● **EXERCISE AIM**: Only lines containing the string "item" belong in the answer; find them in the records and copy them.

● **PROVIDED RECORDS**:
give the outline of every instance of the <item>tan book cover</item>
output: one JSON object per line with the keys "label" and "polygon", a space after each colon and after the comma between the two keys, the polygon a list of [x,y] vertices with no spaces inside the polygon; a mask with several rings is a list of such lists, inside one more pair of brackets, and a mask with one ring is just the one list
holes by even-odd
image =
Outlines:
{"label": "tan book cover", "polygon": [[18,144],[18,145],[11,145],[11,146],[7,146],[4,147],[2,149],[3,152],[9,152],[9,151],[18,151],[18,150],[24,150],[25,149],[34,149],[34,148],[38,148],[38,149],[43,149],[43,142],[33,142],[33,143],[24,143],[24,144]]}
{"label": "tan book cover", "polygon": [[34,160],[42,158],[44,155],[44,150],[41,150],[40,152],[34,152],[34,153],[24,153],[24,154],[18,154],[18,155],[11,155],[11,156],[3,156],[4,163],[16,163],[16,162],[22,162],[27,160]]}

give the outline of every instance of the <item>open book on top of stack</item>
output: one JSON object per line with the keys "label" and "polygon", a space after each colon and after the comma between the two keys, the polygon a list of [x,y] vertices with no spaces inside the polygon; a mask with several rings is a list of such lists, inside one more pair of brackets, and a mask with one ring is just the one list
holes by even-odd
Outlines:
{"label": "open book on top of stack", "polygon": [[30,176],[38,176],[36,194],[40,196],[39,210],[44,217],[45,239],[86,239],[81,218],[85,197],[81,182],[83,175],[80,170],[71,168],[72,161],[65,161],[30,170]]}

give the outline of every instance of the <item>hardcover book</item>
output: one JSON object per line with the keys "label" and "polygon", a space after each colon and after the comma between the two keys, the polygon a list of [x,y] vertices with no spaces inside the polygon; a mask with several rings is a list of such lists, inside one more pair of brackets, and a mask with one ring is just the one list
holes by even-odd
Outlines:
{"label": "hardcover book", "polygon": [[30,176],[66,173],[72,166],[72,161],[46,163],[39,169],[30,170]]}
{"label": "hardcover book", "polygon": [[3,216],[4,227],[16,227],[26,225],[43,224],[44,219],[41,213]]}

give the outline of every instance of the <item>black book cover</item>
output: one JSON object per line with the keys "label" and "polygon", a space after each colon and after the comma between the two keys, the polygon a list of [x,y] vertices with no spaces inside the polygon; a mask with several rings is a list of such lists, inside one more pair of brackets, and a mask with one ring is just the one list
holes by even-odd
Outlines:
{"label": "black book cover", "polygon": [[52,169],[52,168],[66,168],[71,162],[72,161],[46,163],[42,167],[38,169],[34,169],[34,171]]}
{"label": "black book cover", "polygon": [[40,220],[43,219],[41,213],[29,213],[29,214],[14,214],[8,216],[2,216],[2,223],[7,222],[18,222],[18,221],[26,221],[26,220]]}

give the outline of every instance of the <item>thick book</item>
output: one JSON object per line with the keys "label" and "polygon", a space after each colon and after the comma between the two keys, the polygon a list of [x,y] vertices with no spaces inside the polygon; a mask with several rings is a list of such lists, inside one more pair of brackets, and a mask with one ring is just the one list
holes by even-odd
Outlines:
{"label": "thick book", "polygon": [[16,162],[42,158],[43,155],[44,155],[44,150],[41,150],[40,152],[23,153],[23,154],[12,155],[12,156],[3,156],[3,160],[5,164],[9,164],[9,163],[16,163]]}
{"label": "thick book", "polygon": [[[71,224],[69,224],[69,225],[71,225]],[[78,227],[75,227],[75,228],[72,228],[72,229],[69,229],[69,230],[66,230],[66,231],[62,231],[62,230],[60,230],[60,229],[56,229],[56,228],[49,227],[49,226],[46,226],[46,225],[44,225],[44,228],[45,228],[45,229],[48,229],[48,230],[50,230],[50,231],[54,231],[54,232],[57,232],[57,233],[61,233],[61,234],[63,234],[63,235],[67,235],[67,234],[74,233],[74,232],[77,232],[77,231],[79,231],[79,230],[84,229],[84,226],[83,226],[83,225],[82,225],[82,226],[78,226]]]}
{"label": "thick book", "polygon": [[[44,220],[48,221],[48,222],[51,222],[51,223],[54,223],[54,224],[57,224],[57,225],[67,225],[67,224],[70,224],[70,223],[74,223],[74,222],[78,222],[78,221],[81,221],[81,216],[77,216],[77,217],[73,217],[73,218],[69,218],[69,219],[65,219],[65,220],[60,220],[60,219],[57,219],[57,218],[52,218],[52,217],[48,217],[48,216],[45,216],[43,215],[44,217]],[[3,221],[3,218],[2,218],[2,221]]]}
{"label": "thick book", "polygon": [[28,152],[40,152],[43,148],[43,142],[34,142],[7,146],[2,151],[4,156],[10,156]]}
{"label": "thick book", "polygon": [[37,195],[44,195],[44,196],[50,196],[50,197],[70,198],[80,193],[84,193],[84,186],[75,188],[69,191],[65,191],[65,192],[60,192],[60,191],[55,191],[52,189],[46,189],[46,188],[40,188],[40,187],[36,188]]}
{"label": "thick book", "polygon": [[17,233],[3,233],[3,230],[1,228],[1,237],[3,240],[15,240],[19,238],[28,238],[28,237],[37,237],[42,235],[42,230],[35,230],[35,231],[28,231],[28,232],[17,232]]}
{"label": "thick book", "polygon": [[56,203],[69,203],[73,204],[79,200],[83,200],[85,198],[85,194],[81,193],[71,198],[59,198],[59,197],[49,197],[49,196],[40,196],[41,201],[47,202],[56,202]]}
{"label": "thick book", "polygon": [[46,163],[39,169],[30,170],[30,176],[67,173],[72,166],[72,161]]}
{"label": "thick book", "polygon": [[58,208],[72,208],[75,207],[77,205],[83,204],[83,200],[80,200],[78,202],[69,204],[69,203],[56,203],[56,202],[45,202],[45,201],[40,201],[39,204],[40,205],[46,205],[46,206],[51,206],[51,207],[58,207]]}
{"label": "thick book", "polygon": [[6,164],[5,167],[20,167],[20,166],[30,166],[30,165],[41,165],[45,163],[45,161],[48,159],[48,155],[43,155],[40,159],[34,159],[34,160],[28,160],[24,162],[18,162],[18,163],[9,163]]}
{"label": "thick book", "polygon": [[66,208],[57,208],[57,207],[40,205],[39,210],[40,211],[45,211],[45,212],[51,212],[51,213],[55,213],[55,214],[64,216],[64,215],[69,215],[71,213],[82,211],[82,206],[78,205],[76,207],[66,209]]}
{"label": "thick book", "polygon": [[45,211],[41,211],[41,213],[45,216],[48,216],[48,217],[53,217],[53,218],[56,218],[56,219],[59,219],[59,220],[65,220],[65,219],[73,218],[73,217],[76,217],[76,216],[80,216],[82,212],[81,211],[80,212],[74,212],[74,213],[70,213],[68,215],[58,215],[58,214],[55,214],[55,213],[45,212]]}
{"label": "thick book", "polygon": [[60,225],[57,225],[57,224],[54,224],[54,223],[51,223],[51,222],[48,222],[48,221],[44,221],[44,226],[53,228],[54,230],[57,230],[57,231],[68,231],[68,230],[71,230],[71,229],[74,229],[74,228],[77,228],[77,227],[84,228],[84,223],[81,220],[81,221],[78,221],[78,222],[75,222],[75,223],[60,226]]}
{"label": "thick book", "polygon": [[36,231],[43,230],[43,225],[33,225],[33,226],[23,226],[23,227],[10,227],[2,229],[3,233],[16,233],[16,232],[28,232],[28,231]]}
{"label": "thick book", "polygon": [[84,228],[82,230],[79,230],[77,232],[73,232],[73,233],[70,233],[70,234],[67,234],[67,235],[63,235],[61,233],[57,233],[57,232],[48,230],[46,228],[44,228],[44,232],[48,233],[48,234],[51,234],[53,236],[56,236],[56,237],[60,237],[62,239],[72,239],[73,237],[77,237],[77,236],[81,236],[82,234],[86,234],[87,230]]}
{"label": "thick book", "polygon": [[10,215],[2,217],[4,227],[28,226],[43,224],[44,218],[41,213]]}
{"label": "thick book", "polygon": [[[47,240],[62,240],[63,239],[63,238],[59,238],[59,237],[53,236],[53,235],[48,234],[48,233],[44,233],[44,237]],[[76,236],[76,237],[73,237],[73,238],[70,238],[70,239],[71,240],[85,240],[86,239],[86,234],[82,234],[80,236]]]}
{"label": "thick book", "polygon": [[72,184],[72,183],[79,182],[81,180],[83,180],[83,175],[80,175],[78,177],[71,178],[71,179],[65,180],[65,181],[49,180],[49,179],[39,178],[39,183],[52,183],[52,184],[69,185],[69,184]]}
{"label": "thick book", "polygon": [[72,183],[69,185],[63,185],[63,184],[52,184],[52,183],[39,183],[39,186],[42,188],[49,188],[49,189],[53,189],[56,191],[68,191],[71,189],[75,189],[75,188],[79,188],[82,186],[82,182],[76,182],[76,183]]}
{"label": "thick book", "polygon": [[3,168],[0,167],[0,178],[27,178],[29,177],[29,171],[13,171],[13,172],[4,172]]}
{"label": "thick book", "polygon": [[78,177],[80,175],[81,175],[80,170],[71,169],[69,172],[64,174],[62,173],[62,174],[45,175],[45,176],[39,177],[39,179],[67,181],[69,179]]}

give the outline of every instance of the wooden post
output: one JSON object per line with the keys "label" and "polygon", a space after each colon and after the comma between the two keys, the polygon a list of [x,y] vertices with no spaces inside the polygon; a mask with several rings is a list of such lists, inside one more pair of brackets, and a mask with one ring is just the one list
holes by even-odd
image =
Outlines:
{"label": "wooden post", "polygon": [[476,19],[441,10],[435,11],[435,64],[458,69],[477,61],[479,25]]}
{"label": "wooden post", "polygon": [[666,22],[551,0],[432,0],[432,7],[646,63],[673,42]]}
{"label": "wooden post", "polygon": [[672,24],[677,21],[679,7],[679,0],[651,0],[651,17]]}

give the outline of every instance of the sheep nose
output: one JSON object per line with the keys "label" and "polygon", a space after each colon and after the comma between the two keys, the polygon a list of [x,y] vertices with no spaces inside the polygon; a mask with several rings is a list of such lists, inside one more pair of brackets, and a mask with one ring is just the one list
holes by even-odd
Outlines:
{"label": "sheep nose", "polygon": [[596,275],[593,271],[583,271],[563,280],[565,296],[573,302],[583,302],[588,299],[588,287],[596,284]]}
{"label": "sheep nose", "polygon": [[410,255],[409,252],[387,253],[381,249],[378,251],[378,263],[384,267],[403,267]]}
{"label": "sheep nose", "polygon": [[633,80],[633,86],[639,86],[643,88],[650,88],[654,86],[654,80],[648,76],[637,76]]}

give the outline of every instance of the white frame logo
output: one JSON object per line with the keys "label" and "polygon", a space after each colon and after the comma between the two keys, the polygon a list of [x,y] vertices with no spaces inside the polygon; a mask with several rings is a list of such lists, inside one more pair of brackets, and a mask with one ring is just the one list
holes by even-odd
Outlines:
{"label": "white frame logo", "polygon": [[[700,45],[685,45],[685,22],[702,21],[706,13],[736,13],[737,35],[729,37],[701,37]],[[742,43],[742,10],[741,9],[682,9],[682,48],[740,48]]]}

● **FINAL ANSWER**:
give the outline of every instance of the <item>tan book cover</item>
give the outline of every instance of the <item>open book on top of stack</item>
give the outline of every instance of the <item>hardcover book</item>
give the outline of every instance of the <item>black book cover</item>
give the outline of every instance of the <item>thick book</item>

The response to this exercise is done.